**EXERCISE**
Rewrite the records below, changing "component" to "module" and keeping all other text as it is. Omit the pictures from your answer.

Rows from a dataset
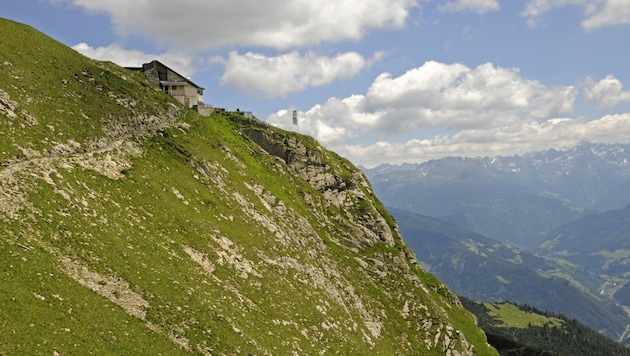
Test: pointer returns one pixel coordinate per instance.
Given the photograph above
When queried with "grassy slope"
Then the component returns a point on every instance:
(197, 241)
(523, 330)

**WORKED ANSWER**
Test: pointer returns one pixel coordinate per instance.
Given the photograph above
When queried with "grassy slope"
Then the module returns a point on every instance:
(197, 241)
(523, 330)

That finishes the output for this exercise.